> EXERCISE INSTRUCTIONS: Every record below is to be retyped exactly, with any pictures left out.

====================

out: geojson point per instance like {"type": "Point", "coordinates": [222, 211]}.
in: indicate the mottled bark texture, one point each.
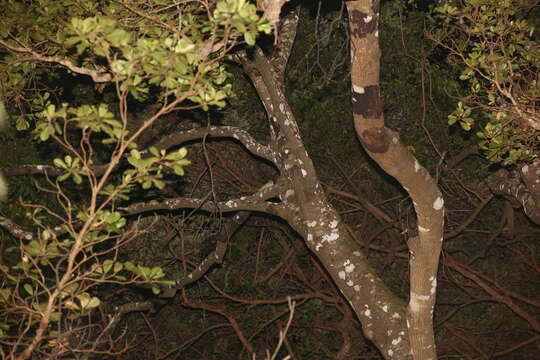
{"type": "Point", "coordinates": [303, 203]}
{"type": "Point", "coordinates": [521, 187]}
{"type": "Point", "coordinates": [383, 145]}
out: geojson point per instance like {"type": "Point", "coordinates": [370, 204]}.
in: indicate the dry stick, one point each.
{"type": "Point", "coordinates": [229, 317]}
{"type": "Point", "coordinates": [193, 339]}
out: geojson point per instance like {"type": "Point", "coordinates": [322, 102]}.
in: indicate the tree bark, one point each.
{"type": "Point", "coordinates": [383, 145]}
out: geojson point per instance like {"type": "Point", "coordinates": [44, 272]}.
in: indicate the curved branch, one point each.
{"type": "Point", "coordinates": [285, 41]}
{"type": "Point", "coordinates": [256, 202]}
{"type": "Point", "coordinates": [242, 136]}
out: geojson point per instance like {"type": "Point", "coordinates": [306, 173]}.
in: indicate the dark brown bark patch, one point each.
{"type": "Point", "coordinates": [367, 103]}
{"type": "Point", "coordinates": [362, 24]}
{"type": "Point", "coordinates": [375, 140]}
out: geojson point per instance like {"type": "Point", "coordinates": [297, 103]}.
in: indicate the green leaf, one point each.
{"type": "Point", "coordinates": [29, 289]}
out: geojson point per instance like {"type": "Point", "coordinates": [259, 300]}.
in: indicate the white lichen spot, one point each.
{"type": "Point", "coordinates": [413, 304]}
{"type": "Point", "coordinates": [438, 203]}
{"type": "Point", "coordinates": [358, 89]}
{"type": "Point", "coordinates": [433, 286]}
{"type": "Point", "coordinates": [331, 237]}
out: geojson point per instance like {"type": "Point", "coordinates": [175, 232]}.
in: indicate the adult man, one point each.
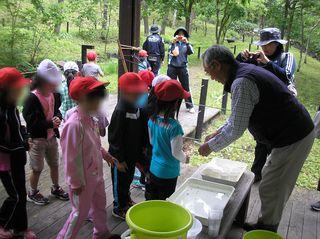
{"type": "Point", "coordinates": [262, 103]}
{"type": "Point", "coordinates": [283, 64]}
{"type": "Point", "coordinates": [154, 45]}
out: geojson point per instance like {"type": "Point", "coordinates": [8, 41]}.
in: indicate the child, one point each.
{"type": "Point", "coordinates": [82, 154]}
{"type": "Point", "coordinates": [166, 139]}
{"type": "Point", "coordinates": [70, 70]}
{"type": "Point", "coordinates": [143, 61]}
{"type": "Point", "coordinates": [41, 112]}
{"type": "Point", "coordinates": [92, 68]}
{"type": "Point", "coordinates": [13, 146]}
{"type": "Point", "coordinates": [128, 137]}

====================

> EXERCISE SOLUTION:
out: geojson point per instance like {"type": "Point", "coordinates": [222, 211]}.
in: indicate the mottled bark texture, one point each.
{"type": "Point", "coordinates": [303, 203]}
{"type": "Point", "coordinates": [521, 187]}
{"type": "Point", "coordinates": [383, 145]}
out: geojson point per instance like {"type": "Point", "coordinates": [370, 204]}.
in: indicate the dry stick, one point each.
{"type": "Point", "coordinates": [229, 317]}
{"type": "Point", "coordinates": [193, 339]}
out: geojson point per instance like {"type": "Point", "coordinates": [322, 102]}.
in: indicate the tree bark, one point each.
{"type": "Point", "coordinates": [383, 145]}
out: geojson point per instance like {"type": "Point", "coordinates": [44, 272]}.
in: indicate the curved branch, one point each.
{"type": "Point", "coordinates": [285, 41]}
{"type": "Point", "coordinates": [256, 202]}
{"type": "Point", "coordinates": [242, 136]}
out: geojson point per instance like {"type": "Point", "coordinates": [306, 173]}.
in: indicate the dark brown bark patch, one point each.
{"type": "Point", "coordinates": [367, 103]}
{"type": "Point", "coordinates": [362, 24]}
{"type": "Point", "coordinates": [375, 140]}
out: geojson point per instance like {"type": "Point", "coordinates": [297, 103]}.
in: indicate the green leaf, one point each.
{"type": "Point", "coordinates": [29, 289]}
out: geojson point per instance like {"type": "Point", "coordinates": [259, 300]}.
in: indicate the white lichen spot, one point each.
{"type": "Point", "coordinates": [413, 304]}
{"type": "Point", "coordinates": [438, 203]}
{"type": "Point", "coordinates": [358, 89]}
{"type": "Point", "coordinates": [433, 286]}
{"type": "Point", "coordinates": [331, 237]}
out: geojson point per instance like {"type": "Point", "coordinates": [175, 232]}.
in: indicate the adult man, one point each.
{"type": "Point", "coordinates": [262, 103]}
{"type": "Point", "coordinates": [283, 64]}
{"type": "Point", "coordinates": [154, 45]}
out: geojson point per instance like {"type": "Point", "coordinates": [8, 41]}.
in: indicate the child, one point each.
{"type": "Point", "coordinates": [82, 154]}
{"type": "Point", "coordinates": [166, 139]}
{"type": "Point", "coordinates": [70, 70]}
{"type": "Point", "coordinates": [143, 61]}
{"type": "Point", "coordinates": [41, 112]}
{"type": "Point", "coordinates": [92, 68]}
{"type": "Point", "coordinates": [13, 146]}
{"type": "Point", "coordinates": [128, 137]}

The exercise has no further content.